### Article
----
One wonders, can the Pax Americana/Bretton Woods/Nixon Shock regime truly hand the baton to a new world order (lower case) without a resounding capitulation followed by an ensuing period of collapse? The Visigoths destroyed Rome. Centuries of darkness ensued before Pax Britannia re-ordered the world. But take solace, my broadband brethren. In the digital era, 'old time' centuries now conclude their business in mere decades if not years. Computers aren't going away.

How can the world purge itself of dollars when it is awash in them? It pays to remember currencies are comparative, not intrinsic, stores of value. Thus purging oneself of a currency always involves binging on another. In an era of dwindling resources and looming peak oil, resource proxies are looking good – gold, oil. The euro might have served nicely as an orderly re-assembly point. But it's hard to imagine the long-term twin collapse of the dollar and the euro meaning anything less than the wholesale collapse of the currency regime. After all who are the pretenders to the currency throne? Certainly not the yen as it is too insular. Fiats have been done in by hubris. The loss of goodwill and trust in the power of paper, too hard to calibrate in the midst of the crisis, will no doubt be staggering.

As for the Paulson Plan, it's an insult to band-aids everywhere. Apparently, the master plan is that all scorched parties must show up for future treasury auctions and pretend that their bandaged third-degree burns are mere flesh wounds. Isn't that the unspoken quid pro quo of the bail-out bill, uninterrupted Ponzi participation by foreign central banks? What dupe continues to show up for a Ponzi scheme after the pyramid's been revealed? The Plan reeks of global central bank fear. They will pretend on one another’s behalf in order to avoid the extinction of their species. Our currencies are their pawns.

Up until very recently, gradualists had held out hope for a long-term dollar-to-euro migratory pattern. However, this trail has become washed-out in recent days as the euro proves itself more committee than currency. This is extremely bad news for a world desperately in need of economic bipolarity. One implication of a dollar-saturated world is that safe havens get repealed. Every kitchen sink becomes one-step removed from a dollar. Getting from point A to B requires a dollar. Of course it's easy to parochialize the debate around those damnable dollars. The larger point is that the world is drunk on fiats: currencies, derivatives, stocks, bonds.
----
### Task to complete
Carry the essay on the dollar and the world currency order forward, picking up right after its final sentence. The records that follow come from a separate source.

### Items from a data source
----
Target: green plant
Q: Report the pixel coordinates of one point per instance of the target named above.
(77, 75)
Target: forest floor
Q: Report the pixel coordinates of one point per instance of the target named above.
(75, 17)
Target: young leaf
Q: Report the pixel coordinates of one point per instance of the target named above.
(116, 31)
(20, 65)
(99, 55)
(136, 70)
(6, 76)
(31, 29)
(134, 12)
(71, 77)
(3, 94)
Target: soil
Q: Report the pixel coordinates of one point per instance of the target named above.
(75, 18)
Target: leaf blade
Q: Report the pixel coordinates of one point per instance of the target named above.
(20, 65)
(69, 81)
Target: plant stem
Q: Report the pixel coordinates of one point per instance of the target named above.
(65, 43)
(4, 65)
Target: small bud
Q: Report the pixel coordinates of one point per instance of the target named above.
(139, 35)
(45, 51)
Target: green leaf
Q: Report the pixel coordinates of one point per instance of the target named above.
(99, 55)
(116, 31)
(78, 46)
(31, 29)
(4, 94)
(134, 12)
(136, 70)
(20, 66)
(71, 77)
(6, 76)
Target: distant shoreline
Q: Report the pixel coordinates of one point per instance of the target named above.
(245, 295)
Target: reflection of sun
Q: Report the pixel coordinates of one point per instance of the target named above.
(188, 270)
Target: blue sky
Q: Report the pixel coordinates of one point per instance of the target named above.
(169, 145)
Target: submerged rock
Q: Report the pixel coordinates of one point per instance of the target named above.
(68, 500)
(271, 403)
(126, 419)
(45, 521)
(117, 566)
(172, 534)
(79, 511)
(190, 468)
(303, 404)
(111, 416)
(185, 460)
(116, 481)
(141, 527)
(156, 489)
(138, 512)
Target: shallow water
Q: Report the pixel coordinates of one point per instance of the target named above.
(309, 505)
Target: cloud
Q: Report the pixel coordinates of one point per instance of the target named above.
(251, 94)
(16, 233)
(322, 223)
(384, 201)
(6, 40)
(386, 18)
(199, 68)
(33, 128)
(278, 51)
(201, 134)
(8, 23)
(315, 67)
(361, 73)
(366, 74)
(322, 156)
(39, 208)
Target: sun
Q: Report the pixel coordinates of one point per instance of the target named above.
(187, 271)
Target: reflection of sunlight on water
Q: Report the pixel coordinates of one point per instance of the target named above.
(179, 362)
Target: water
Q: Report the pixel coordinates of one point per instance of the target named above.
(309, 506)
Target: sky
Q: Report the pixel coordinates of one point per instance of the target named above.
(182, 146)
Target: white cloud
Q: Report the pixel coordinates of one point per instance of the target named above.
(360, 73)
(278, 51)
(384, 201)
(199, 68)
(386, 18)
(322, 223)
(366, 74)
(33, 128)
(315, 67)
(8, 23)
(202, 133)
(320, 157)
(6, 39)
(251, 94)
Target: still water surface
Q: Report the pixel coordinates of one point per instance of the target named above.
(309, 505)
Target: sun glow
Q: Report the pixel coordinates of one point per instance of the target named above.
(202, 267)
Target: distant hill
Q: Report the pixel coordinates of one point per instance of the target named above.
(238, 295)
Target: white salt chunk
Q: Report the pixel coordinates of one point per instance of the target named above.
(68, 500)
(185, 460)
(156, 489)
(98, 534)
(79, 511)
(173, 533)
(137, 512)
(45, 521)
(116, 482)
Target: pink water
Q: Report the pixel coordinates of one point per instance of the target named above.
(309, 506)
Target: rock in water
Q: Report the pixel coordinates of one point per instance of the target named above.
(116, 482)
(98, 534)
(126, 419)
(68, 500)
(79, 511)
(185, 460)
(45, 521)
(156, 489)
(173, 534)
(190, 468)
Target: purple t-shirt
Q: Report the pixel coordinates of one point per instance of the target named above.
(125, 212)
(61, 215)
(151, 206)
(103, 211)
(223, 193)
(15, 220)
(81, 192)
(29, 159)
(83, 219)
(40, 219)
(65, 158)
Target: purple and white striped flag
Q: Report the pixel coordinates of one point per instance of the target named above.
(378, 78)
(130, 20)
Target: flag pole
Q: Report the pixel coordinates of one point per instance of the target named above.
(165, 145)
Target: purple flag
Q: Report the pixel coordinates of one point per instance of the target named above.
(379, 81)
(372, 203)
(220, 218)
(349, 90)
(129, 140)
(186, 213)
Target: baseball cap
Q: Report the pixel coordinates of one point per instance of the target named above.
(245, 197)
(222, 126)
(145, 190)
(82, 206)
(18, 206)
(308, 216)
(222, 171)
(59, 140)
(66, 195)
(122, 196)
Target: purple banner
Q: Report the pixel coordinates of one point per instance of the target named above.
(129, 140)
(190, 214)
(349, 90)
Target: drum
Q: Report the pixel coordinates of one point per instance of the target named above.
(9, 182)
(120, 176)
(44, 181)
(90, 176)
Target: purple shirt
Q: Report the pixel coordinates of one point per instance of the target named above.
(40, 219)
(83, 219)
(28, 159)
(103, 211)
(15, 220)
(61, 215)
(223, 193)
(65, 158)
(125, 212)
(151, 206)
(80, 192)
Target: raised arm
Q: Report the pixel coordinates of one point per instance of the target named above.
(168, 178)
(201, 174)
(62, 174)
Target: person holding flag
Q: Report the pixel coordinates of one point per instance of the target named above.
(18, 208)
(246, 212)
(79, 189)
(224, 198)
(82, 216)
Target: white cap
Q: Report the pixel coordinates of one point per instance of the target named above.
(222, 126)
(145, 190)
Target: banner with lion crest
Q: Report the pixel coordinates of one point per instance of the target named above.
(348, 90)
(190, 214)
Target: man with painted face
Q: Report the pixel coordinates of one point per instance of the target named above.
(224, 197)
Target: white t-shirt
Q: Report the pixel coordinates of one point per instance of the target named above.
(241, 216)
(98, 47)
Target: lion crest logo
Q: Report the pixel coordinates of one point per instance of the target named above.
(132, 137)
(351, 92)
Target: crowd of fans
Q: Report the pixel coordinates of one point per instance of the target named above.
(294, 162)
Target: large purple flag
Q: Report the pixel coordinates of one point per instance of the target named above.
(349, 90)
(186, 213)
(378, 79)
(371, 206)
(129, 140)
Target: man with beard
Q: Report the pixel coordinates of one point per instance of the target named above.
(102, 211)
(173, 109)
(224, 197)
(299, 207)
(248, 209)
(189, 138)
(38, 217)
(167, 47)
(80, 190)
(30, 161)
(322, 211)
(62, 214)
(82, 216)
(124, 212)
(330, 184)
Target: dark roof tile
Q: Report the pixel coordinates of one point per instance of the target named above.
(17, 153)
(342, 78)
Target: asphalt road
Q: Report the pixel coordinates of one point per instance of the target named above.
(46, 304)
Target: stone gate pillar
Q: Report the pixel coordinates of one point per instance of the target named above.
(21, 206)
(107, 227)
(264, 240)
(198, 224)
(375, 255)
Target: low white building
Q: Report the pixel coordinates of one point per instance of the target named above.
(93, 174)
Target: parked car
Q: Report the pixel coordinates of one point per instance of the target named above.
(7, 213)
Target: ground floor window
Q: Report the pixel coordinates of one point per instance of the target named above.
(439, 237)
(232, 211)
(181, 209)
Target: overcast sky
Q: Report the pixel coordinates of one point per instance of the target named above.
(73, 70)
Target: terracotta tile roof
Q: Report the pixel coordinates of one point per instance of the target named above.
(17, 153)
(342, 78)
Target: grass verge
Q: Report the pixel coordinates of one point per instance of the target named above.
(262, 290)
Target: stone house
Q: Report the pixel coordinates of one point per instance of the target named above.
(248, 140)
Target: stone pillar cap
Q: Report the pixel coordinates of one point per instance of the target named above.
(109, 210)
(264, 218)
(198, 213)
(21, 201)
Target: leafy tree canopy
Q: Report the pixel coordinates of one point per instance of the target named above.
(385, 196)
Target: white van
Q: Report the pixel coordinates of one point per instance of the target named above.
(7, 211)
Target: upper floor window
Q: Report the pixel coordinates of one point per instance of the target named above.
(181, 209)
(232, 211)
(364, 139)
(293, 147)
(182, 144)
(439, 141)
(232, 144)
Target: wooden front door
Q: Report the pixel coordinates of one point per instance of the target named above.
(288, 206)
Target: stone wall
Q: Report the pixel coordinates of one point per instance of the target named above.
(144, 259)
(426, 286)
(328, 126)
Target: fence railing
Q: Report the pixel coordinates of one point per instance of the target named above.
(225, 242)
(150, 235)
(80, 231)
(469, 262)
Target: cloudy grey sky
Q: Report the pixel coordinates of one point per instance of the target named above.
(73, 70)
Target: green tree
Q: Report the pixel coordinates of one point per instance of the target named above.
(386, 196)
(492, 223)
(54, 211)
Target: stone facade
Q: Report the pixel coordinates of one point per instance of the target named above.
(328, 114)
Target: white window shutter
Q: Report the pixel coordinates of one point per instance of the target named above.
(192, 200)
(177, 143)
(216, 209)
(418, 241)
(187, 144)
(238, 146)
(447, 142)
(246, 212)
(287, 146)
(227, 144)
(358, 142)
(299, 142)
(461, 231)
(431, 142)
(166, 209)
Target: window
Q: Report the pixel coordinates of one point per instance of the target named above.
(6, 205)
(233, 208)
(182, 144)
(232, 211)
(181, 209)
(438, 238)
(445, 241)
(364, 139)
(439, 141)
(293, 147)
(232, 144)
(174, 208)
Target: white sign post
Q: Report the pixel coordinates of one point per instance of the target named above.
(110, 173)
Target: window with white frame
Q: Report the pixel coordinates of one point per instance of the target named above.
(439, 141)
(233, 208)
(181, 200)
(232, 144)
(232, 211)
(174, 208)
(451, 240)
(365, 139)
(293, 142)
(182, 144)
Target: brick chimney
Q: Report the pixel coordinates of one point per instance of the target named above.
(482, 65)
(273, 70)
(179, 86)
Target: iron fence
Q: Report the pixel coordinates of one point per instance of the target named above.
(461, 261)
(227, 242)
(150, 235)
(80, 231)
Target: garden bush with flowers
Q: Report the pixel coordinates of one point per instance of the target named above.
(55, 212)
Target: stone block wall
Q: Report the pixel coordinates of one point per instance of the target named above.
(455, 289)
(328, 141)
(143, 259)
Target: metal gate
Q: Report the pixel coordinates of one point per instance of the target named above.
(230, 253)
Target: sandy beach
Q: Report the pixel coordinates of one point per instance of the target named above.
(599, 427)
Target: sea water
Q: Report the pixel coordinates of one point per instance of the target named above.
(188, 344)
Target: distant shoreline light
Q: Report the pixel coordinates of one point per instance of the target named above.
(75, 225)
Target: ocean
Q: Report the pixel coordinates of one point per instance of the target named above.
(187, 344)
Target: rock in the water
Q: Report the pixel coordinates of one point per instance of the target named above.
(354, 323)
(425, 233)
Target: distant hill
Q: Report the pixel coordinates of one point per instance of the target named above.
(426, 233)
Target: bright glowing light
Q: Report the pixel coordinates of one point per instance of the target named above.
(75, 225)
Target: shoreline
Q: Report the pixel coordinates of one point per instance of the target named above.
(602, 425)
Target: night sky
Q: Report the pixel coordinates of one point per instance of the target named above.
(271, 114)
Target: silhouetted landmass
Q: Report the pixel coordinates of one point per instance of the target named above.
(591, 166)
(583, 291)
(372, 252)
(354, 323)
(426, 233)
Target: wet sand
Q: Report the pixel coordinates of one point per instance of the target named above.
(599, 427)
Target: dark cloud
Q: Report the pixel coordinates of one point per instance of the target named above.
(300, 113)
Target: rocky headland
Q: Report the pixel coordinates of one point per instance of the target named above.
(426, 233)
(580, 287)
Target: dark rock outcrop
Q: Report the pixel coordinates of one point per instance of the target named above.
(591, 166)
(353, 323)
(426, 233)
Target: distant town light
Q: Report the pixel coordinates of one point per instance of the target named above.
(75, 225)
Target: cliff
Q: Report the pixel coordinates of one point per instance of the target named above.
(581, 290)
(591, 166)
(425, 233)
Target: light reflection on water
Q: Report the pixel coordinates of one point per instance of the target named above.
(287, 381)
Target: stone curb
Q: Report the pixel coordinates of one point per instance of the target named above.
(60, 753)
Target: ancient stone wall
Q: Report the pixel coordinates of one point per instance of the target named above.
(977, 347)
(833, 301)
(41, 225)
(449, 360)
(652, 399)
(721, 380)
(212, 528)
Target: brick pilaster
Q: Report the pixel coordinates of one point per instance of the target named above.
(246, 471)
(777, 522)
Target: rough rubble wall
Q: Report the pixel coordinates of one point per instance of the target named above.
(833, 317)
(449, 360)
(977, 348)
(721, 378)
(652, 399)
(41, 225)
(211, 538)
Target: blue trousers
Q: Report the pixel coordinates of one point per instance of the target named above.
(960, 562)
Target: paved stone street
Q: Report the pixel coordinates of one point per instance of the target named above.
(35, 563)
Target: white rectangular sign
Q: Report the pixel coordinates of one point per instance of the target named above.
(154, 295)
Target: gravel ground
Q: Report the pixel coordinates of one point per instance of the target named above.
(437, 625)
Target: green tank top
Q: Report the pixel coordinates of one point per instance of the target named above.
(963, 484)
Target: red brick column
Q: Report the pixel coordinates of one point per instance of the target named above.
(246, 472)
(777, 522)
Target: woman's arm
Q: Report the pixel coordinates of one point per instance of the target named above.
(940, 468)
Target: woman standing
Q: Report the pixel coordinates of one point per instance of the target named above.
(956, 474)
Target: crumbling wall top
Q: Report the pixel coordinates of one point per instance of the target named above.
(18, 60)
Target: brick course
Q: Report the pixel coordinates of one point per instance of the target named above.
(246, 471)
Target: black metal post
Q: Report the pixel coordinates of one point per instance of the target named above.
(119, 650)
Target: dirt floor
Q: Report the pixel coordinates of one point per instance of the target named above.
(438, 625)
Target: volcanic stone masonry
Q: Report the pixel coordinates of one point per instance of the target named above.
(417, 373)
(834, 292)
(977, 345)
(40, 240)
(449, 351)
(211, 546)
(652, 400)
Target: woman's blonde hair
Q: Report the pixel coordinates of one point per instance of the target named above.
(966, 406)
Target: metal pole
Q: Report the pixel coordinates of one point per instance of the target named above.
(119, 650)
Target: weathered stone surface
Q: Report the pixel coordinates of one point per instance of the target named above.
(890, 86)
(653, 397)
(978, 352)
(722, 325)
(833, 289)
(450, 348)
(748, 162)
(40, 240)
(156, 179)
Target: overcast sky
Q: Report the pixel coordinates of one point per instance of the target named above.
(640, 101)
----
### Result for this exercise
Structured finance always had a Faustian ring. Seeking to defy God's laws of gravity and commensurateness it is, as Ezra Pound warned in ‘With Usura’, contra natura. We've been misstating our income and levitating our wealth. The world's elite are loath to face just how poor we – and they – are. One consolation is that the rich, by practical necessity financial-asset-bound, have much further to fall than we do. That's why they want $700 billion – a completely arbitrary and almost certainly too-low number – from us to re-capitalize them. Furthermore as the erudite blogger London Banker points out in his October 2 entry, $700 million is only the diameter of the spigot – like an income statement, a mere snapshot at any given time: “Whether the final value of the legislation this week is $700 billion or $150 billion is irrelevant as long as the laundering operation can accommodate the throughput, as that number is only a cap on total extensions at any one time.”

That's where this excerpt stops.